İstenen:
Aşağıdaki kayıtlarda "yellow" sözcüğünü içeren satırların sayısını belirtin. Yanıt olarak yalnızca sayıyı yazın.

Seçilmiş kayıtlar:
------------------------
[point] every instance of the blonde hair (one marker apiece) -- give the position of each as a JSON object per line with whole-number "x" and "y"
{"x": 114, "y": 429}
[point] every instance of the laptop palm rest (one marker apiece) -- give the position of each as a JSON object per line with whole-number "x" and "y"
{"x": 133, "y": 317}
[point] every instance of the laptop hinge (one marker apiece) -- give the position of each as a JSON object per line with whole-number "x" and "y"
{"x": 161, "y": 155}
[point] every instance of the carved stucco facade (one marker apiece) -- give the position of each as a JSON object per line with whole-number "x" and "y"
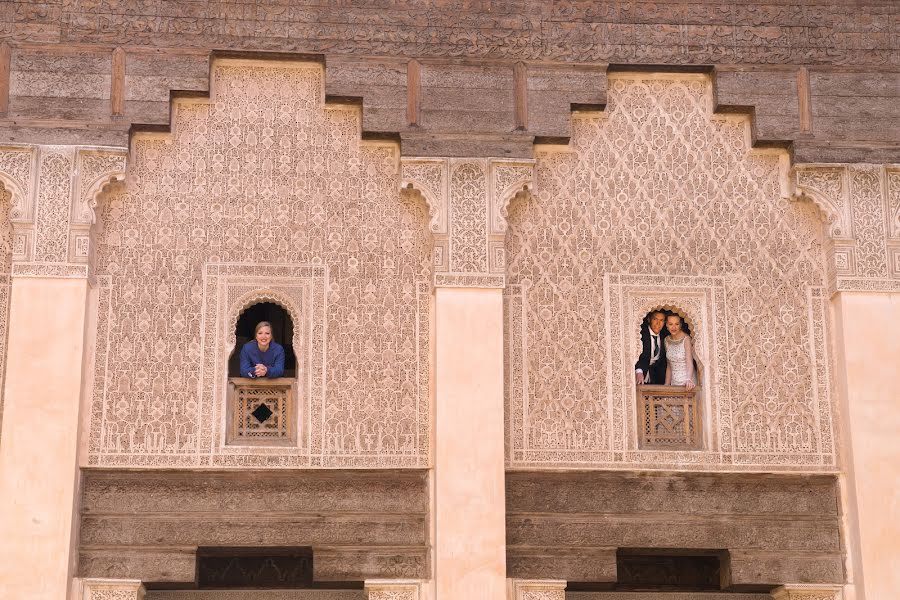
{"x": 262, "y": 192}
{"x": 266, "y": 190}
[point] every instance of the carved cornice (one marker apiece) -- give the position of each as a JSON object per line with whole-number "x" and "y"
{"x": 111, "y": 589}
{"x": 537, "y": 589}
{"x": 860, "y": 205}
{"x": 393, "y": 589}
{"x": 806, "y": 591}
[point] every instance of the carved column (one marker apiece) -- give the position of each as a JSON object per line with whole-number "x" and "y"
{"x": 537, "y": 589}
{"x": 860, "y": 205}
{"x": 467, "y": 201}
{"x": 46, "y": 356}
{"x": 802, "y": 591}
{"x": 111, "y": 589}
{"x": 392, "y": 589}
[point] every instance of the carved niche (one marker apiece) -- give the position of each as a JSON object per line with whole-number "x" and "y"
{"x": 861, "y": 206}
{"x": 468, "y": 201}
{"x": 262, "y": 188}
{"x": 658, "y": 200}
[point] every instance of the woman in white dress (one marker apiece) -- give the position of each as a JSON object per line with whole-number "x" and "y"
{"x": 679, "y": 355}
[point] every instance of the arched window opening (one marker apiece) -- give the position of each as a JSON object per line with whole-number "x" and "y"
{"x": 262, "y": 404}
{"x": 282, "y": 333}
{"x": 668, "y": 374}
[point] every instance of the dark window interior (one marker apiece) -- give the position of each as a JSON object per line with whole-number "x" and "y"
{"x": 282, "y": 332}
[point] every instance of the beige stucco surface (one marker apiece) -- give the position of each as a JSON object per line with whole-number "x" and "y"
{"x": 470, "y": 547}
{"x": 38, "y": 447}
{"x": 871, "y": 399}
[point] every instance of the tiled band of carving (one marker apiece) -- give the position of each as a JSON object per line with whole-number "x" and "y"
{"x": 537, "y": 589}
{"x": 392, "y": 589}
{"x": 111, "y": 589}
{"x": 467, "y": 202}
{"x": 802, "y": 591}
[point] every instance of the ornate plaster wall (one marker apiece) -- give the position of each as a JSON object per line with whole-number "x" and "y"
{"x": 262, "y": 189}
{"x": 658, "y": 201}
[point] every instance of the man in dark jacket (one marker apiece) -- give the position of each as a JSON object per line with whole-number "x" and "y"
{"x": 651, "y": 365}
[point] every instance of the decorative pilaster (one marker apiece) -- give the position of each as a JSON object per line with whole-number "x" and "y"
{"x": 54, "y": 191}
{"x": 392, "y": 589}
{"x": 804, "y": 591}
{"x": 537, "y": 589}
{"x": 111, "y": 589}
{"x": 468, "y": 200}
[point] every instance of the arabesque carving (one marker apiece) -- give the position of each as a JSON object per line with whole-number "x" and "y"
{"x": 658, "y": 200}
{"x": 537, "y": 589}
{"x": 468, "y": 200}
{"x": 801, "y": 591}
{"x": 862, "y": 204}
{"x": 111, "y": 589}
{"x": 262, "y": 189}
------------------------
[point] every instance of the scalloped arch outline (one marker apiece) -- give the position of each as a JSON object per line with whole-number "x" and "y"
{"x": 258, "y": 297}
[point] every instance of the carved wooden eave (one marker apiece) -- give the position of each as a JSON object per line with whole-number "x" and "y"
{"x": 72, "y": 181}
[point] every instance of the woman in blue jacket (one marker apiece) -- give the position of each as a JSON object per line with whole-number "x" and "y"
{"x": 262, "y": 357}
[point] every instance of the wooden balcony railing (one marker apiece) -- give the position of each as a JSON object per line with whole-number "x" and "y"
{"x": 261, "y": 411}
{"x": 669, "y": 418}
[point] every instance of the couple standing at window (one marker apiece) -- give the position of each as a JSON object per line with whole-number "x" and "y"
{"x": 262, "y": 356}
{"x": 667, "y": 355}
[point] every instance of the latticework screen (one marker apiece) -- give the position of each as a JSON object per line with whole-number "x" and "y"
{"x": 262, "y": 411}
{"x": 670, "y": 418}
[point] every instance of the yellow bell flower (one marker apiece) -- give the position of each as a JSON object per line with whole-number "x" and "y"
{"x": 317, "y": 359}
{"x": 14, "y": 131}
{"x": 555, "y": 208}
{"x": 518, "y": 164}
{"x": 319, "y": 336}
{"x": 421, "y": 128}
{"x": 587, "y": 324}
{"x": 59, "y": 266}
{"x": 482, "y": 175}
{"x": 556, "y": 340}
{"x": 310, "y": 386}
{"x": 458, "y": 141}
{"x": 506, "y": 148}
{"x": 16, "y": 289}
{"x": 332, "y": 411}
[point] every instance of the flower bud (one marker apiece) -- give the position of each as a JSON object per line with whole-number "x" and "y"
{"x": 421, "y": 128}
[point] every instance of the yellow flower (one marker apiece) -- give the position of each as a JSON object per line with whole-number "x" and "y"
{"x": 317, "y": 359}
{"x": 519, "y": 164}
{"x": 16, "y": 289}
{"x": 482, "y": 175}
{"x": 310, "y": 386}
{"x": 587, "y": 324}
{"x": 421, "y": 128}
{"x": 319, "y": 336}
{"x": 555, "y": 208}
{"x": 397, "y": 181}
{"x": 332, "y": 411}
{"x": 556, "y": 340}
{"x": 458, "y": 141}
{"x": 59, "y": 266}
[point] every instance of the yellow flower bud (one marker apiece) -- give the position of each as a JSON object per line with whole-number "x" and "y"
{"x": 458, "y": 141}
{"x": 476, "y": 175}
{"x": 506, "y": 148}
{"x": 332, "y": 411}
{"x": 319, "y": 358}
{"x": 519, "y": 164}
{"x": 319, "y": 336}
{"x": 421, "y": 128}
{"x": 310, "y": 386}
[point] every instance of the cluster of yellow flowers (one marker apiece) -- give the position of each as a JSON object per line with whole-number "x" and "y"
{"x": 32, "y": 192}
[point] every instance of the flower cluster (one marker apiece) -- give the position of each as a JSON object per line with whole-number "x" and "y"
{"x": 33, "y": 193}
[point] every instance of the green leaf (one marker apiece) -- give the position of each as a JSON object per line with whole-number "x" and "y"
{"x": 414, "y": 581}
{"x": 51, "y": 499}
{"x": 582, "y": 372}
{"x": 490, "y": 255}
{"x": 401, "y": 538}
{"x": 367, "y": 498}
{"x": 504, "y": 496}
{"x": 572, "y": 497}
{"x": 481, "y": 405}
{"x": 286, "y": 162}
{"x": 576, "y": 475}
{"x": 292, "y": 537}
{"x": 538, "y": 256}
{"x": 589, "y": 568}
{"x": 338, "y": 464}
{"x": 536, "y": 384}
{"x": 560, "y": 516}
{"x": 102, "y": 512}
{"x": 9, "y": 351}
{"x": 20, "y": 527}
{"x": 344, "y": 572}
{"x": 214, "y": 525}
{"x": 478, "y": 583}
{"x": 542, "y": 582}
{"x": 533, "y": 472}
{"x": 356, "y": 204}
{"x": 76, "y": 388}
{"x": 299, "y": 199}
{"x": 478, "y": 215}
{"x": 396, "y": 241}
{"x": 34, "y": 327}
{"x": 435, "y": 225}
------------------------
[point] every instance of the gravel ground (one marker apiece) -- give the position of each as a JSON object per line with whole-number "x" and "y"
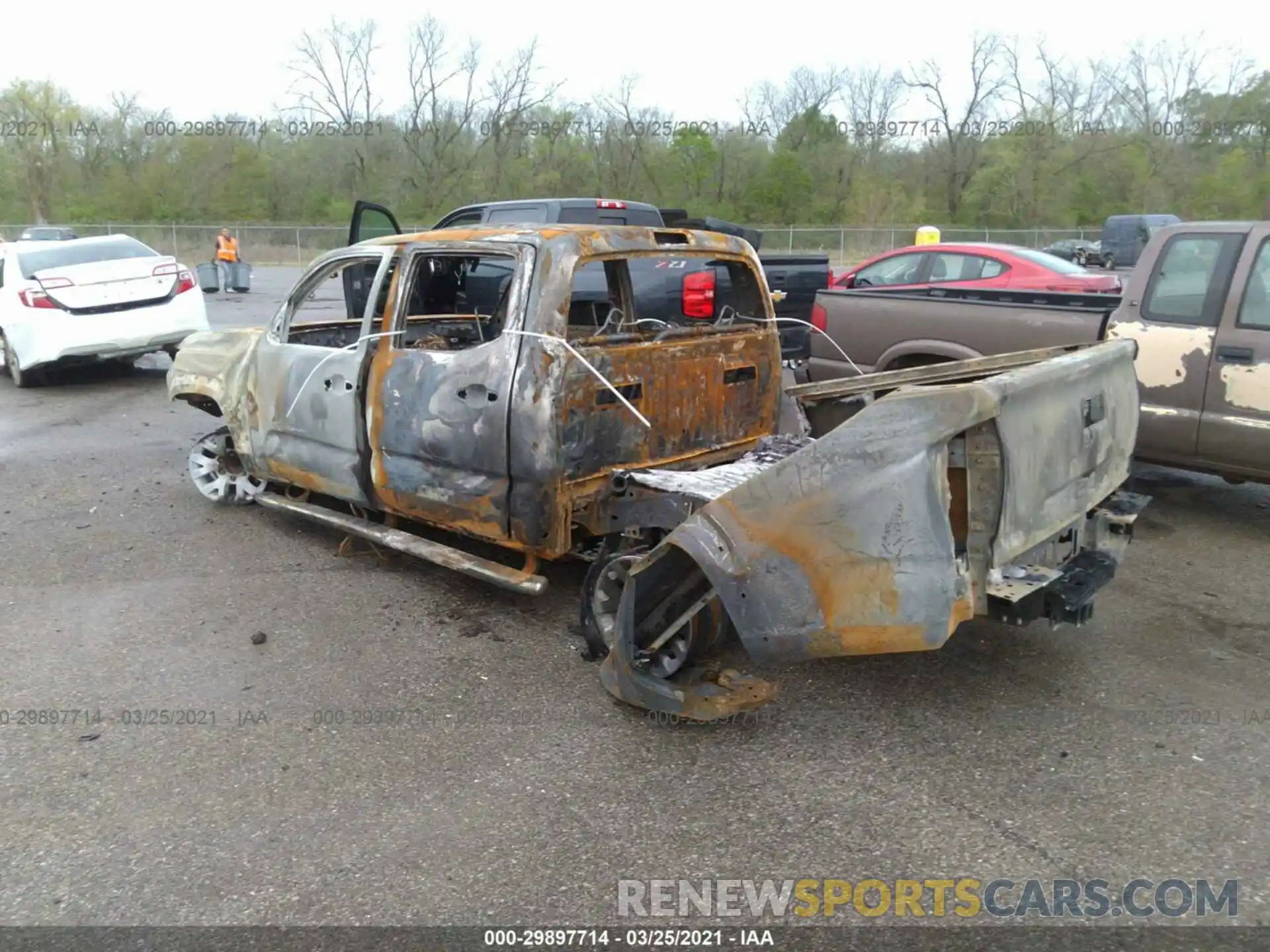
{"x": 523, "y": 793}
------------------------
Yazılı çözüm:
4